> _What you are asked to do_
Reproduce the entries word for word, starting at the line that contains "Expected: one pin per instance of the striped" and ending at the final line of the entries.

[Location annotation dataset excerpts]
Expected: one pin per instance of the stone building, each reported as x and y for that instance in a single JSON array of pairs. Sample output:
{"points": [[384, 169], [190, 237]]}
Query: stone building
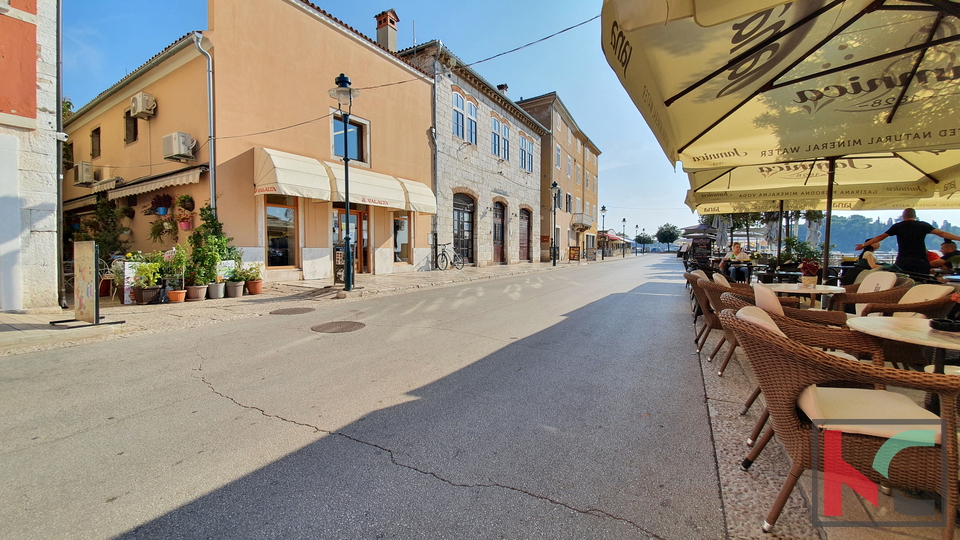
{"points": [[28, 156], [572, 161], [487, 163]]}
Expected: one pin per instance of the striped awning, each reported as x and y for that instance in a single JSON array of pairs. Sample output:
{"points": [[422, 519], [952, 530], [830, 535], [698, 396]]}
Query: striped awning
{"points": [[178, 178]]}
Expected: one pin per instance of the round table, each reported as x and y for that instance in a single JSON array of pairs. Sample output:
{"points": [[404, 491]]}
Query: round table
{"points": [[798, 288], [910, 330]]}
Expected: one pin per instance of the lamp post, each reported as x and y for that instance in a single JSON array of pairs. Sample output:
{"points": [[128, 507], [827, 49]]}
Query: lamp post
{"points": [[344, 96], [623, 233], [603, 216], [555, 191]]}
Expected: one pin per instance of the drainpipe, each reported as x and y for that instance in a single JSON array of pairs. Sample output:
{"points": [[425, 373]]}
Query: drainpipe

> _Output_
Expected: one pin per instance of the striped awning, each reported as x and y for that instance in a single JSON array of pairs. Sample output:
{"points": [[422, 519], [952, 530], [830, 535], [698, 396]]}
Query: striped awning
{"points": [[178, 178]]}
Expected: one pin per instance of the round table, each reported as x and y for that instance in a single JSON array of pairs. Sample output:
{"points": [[404, 491]]}
Query: round table
{"points": [[798, 288], [910, 330]]}
Expected: one pin per instance of the lamp post, each reported as x and y for that instance in a single JSON array of pairs. Sample output:
{"points": [[128, 507], [827, 49]]}
Query: lamp post
{"points": [[344, 96], [623, 233], [603, 216], [555, 191]]}
Expected: one pin per instance of the drainpipe, each reported as x and y for that instance in a single JSON array of pairs. Sample output:
{"points": [[425, 373]]}
Query: drainpipe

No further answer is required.